GIVEN DATA:
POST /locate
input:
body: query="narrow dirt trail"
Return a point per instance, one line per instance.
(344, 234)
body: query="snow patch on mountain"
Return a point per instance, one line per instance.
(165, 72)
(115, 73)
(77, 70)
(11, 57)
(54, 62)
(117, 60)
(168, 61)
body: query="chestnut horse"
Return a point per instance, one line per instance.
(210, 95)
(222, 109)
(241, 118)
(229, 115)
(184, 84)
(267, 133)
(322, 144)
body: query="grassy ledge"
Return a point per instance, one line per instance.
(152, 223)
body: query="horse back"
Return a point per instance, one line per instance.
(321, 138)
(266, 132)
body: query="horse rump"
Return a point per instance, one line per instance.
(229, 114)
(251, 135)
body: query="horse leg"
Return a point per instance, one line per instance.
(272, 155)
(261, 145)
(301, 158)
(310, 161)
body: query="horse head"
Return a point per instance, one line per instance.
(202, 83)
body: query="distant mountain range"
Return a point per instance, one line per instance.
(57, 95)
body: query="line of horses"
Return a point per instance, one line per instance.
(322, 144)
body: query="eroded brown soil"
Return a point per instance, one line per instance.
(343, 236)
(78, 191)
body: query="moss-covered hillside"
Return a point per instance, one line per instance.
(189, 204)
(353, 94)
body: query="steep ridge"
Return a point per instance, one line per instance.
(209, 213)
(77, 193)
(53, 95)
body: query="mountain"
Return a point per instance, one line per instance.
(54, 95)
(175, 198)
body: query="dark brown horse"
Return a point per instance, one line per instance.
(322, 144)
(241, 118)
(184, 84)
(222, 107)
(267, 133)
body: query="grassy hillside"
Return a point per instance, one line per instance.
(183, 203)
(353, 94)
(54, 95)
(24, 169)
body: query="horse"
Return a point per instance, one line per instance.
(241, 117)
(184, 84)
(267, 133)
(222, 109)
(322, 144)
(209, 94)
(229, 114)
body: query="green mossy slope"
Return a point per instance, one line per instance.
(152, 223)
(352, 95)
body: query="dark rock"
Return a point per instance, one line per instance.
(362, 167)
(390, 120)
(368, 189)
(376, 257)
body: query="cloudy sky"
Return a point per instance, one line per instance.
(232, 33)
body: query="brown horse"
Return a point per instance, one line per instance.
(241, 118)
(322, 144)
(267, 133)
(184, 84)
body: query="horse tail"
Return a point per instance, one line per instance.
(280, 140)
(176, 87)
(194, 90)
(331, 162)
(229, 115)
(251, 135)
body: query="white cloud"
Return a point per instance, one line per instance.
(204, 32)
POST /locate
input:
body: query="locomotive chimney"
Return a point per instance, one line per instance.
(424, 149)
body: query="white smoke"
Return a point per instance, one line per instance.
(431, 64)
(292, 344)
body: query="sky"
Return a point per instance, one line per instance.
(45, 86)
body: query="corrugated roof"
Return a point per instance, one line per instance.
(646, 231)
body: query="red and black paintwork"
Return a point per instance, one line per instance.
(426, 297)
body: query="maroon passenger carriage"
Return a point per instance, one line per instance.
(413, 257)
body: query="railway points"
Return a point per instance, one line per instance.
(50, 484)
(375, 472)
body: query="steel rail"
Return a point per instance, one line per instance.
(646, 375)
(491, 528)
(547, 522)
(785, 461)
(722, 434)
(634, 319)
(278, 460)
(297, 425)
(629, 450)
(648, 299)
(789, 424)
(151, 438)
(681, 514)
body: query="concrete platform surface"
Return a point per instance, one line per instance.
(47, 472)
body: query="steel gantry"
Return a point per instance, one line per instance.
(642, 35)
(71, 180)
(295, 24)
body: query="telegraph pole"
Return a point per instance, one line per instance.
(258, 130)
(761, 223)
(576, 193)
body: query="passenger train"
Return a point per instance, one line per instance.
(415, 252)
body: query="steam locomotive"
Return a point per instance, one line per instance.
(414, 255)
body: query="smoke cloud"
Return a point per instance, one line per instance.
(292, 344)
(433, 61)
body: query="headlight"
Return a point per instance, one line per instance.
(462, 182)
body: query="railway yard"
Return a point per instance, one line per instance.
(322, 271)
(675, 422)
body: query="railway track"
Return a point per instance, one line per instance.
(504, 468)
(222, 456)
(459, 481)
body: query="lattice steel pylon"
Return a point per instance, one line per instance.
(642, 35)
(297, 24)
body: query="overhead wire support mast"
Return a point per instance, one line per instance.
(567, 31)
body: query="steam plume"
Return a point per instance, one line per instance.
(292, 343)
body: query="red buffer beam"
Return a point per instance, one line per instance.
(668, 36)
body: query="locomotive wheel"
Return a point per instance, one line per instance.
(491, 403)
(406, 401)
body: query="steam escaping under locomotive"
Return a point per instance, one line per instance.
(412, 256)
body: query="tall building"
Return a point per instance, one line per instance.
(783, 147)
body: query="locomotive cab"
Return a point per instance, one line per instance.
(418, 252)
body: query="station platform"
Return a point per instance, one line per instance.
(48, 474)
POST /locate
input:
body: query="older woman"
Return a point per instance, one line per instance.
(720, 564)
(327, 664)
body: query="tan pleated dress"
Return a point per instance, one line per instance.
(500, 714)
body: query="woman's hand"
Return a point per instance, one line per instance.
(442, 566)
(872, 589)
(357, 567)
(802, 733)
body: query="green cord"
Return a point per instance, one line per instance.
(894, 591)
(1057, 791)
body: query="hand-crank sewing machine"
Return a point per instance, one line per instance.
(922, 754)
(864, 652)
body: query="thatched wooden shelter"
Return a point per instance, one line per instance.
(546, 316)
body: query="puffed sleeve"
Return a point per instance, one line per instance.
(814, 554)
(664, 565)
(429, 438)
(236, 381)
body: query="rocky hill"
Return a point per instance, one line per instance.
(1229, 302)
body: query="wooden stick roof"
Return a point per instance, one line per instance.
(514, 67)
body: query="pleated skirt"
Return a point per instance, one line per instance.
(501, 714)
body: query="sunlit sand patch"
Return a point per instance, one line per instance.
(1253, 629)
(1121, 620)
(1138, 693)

JOB:
Copy each line of the data above without altering a single character.

TASK OUTPUT:
POST /locate
input:
body: query="narrow dirt trail"
Return a point per instance, one line per instance.
(344, 234)
body: query="snow patch on mountain"
Return a point per instance, one line per instance.
(165, 72)
(115, 73)
(77, 70)
(11, 57)
(54, 62)
(117, 60)
(168, 61)
body: query="chestnut horse"
Return a point per instance, one line per instance.
(210, 95)
(222, 109)
(241, 118)
(229, 115)
(184, 84)
(267, 133)
(322, 144)
body: query="grassy ledge"
Return a point per instance, one line per instance.
(152, 223)
body: query="horse back"
Return a point per instance, one line per instance.
(321, 138)
(266, 132)
body: query="horse rump"
Return a point per instance, one line per instance.
(229, 114)
(251, 135)
body: query="horse leg"
Return a point per instance, one line per instance.
(272, 155)
(261, 145)
(301, 158)
(310, 161)
body: query="horse head"
Return a point per instance, one line per instance.
(202, 83)
body: query="distant mountain range"
Return a point per instance, one line per instance.
(57, 95)
body: query="line of horses"
Return a point per instance, one line per instance.
(322, 144)
body: query="eroded brown soil"
Return a point per instance, one line per instance.
(343, 236)
(78, 191)
body: query="moss-covered hillside"
Return a point per instance, one line per instance.
(189, 204)
(353, 94)
body: query="steep ridge"
Return a point per instance, one line per instance.
(209, 213)
(77, 193)
(53, 95)
body: query="mountain"
Return a point per instance, one line per instance.
(54, 95)
(175, 198)
body: query="dark brown horse"
Return a point per instance, one line per instance.
(322, 144)
(241, 118)
(184, 84)
(222, 107)
(267, 133)
body: query="grassy hillside"
Return a point per instance, one line per instance.
(183, 203)
(353, 94)
(54, 95)
(24, 169)
body: query="horse"
Return a point per instance, one line per instance.
(241, 117)
(184, 84)
(267, 133)
(222, 109)
(322, 144)
(209, 94)
(229, 114)
body: query="green mossy slope"
Return a point per instance, one line per instance.
(152, 223)
(352, 95)
body: query="dark rock"
Return a point per instance, one line per instance.
(362, 167)
(390, 120)
(368, 189)
(376, 257)
body: query="cloudy sky"
Return a point per instance, one line per instance.
(232, 33)
body: query="brown horse"
Return a point per instance, one line per instance.
(241, 118)
(322, 144)
(267, 133)
(184, 84)
body: query="horse tail"
Return a point per instance, one line per instance.
(280, 140)
(176, 87)
(194, 90)
(331, 162)
(229, 115)
(251, 135)
body: query="white cloud"
Return a point per instance, one line per instance.
(204, 32)
POST /locate
input:
body: query="locomotive chimney"
Return a point per instance, one line per instance.
(424, 149)
body: query="white smoke"
Return a point per instance, one line per instance.
(431, 64)
(292, 344)
body: query="sky"
Return a point per instance, one line per instance.
(45, 86)
body: query="corrugated roof"
Return a point per instance, one line per instance.
(646, 231)
body: query="red and black paintwork"
Return a point per instance, one line per instance.
(426, 297)
body: query="maroon passenger carriage"
Return a point per instance, one line per instance.
(413, 257)
body: query="railway points"
Return a point per instance, one line per instance.
(50, 484)
(375, 472)
body: query="steel rail"
Return a point per instance, one line per instance.
(646, 375)
(491, 528)
(547, 522)
(785, 461)
(722, 434)
(634, 319)
(278, 460)
(297, 425)
(629, 450)
(648, 299)
(789, 424)
(151, 438)
(681, 514)
body: query="concrete platform surface"
Return a point per instance, one line per instance.
(47, 472)
body: query="steel gantry"
Return a point per instance, one line per instance.
(642, 35)
(71, 180)
(295, 24)
body: query="telegraph pole"
Return a point per instance, one line per instance.
(258, 130)
(761, 223)
(576, 193)
body: query="passenger train"
Return a point per instance, one line per instance.
(415, 252)
body: query="steam locomotive"
Return a point per instance, one line per instance.
(414, 255)
body: query="smoke cloud"
Return a point per instance, one line per instance.
(292, 344)
(433, 61)
body: query="headlight"
Return a point per instance, one line per instance.
(462, 182)
body: query="railway yard"
Return a point per instance, one line per instance.
(322, 271)
(675, 422)
body: query="railway track"
Return a point per instance, one line per instance.
(504, 468)
(222, 456)
(459, 481)
body: query="lattice steel pylon"
Return a point per instance, one line per instance.
(642, 35)
(297, 24)
body: query="overhead wire support mast"
Return a point per instance, one line per instance.
(567, 31)
body: query="steam plume"
Return a point per instance, one line per instance.
(292, 343)
body: query="red buffer beam"
Return a point per instance, one line per instance.
(668, 36)
body: query="locomotive wheel"
Return a point per instance, one line per instance.
(491, 403)
(406, 401)
body: query="steam escaping under locomotive"
Return a point per instance, one line per instance.
(412, 256)
body: query="tall building"
Return a point per instance, one line per instance.
(783, 147)
body: query="locomotive cab"
Return a point per instance, one line per instance.
(418, 252)
body: query="station platform"
Return a point per instance, one line per instance.
(48, 474)
POST /locate
input:
body: query="older woman"
Return a point per instance, one line per instance.
(720, 564)
(327, 664)
body: query="tan pleated dress"
Return a point per instance, one line per instance.
(500, 714)
body: query="woman's hand"
Return a point per instance, one line per instance.
(442, 566)
(872, 589)
(357, 567)
(802, 733)
body: query="green cord"
Return a point per instance, one line per instance.
(894, 591)
(1057, 791)
body: query="hand-crank sewing machine"
Return a point per instance, one line per instance.
(922, 754)
(864, 652)
body: query="thatched wooden shelter"
Return a point per instance, one line per instance.
(546, 316)
body: query="puffed sleeve"
Return a point per instance, one line per instance.
(814, 554)
(664, 565)
(429, 438)
(236, 381)
body: query="rocky hill"
Return a point per instance, one line per instance.
(1229, 302)
body: query="wooden stick roof"
Return a point per instance, one line per instance.
(514, 67)
body: query="pleated skirt"
Return a point per instance, one line per instance.
(501, 714)
body: query="sunlit sand patch"
Return a point per instance, one line per instance.
(1253, 629)
(1121, 620)
(1138, 693)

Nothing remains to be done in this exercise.